— begin Data rows —
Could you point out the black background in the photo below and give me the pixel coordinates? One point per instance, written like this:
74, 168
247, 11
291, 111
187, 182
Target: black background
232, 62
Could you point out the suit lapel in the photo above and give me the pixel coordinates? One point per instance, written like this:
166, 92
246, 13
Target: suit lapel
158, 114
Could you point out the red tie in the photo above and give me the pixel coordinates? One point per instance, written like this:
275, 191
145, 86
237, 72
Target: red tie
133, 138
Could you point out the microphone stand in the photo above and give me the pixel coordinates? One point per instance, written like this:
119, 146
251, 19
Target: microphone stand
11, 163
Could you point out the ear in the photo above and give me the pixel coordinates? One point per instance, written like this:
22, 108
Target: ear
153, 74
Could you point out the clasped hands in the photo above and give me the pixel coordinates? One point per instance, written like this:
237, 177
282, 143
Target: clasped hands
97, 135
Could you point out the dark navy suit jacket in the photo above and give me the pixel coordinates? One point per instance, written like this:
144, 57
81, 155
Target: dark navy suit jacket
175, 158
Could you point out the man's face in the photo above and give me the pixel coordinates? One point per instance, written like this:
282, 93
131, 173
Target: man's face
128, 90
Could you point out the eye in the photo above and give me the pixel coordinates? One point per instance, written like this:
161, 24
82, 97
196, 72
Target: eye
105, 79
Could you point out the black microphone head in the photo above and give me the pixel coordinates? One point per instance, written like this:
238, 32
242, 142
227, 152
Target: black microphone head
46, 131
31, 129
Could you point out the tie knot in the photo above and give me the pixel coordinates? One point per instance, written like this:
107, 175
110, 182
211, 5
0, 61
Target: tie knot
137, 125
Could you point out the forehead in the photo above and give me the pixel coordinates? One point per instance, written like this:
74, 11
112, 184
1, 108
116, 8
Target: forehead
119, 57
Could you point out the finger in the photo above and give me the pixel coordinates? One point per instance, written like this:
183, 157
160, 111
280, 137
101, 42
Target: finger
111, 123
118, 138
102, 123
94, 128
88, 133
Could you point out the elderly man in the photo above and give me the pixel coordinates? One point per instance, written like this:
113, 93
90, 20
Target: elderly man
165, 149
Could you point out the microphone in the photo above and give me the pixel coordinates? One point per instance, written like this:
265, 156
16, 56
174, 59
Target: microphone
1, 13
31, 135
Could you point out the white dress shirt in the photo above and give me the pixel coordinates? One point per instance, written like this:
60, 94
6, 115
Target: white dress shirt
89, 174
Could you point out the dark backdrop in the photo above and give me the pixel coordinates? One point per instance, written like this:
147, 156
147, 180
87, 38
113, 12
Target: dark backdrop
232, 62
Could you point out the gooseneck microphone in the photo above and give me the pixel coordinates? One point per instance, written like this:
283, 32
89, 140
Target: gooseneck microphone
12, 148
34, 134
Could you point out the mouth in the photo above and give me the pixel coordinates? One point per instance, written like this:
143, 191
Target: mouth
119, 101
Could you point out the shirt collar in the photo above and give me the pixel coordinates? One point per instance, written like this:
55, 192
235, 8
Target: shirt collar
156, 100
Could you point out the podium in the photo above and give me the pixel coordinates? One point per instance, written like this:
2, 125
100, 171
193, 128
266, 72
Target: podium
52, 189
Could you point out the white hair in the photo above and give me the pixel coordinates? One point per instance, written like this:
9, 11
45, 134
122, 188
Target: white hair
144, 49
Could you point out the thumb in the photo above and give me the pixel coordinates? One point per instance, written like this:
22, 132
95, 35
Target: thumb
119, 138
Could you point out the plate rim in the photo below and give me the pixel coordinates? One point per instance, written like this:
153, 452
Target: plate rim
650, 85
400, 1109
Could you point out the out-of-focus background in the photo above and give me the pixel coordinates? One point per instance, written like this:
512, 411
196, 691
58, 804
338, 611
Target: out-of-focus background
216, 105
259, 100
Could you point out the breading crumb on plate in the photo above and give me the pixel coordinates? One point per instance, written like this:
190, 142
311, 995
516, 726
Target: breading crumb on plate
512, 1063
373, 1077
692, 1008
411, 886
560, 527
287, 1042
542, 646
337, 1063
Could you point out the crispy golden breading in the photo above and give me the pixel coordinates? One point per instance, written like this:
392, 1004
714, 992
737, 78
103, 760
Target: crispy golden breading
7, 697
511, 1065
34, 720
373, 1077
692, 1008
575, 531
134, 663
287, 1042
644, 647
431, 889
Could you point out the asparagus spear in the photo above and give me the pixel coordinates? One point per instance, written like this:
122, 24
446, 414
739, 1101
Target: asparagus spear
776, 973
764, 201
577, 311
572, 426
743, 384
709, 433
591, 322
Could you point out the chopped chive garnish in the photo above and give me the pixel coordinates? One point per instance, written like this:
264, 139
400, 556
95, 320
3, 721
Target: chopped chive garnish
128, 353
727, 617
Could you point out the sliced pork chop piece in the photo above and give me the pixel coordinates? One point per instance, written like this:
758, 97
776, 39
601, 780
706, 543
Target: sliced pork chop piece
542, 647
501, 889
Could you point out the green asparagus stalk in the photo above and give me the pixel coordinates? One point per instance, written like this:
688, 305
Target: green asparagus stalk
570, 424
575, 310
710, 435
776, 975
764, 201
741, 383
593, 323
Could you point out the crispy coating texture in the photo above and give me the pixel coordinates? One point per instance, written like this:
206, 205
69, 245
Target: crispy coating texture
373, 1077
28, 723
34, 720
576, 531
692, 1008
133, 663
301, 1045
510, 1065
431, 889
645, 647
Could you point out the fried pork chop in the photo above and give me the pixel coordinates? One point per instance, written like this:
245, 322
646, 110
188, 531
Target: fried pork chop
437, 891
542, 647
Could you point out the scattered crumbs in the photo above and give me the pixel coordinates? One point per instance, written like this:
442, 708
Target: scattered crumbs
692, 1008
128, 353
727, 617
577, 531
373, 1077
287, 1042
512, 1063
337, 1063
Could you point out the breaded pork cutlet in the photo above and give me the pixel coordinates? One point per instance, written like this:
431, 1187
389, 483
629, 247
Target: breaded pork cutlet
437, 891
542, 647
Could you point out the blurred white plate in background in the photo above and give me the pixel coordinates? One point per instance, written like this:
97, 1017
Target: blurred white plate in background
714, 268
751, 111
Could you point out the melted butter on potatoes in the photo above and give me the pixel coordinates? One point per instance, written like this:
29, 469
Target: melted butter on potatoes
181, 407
— end Data rows —
Repeat word for word each line from the one with "Could you point out the crispy coating" to the end of the records above, inclusive.

▶ **Response for this exercise**
Could you point out the crispy coating texture in the photo above and give me the pixel coordinates? One point per instance, written like this:
206, 205
69, 245
Target: crispy coating texture
373, 1077
28, 723
34, 720
576, 531
692, 1008
133, 663
301, 1045
510, 1065
431, 889
645, 647
Could you point out the fried pork chop in the photo above and give me the pixel coordinates? One point per instance, written like this:
245, 322
646, 110
188, 531
Target: fried pork chop
437, 891
542, 647
Could you point out the scattered crumbs in the photo above and give me the pixel coordinates? One point per instance, written like this:
442, 708
Target: scattered crumbs
692, 1008
128, 353
727, 617
577, 531
373, 1077
287, 1042
512, 1063
337, 1063
Could you point out the breaded pork cutlet in the photo above and give me the pixel coordinates? One point per instance, written like this:
431, 1187
389, 483
629, 247
Target: breaded pork cutlet
437, 891
542, 647
Could you point out the blurred white plate in background in the photo above and give me the pixel coordinates? One point per instance, written like this:
97, 1017
Target: blurred white plate in background
714, 268
751, 111
Could you point out the melted butter on potatoes in the photo above and give me the pixel coordinates? One point per instance, written like this:
29, 469
Target: melted butter on potatoes
181, 407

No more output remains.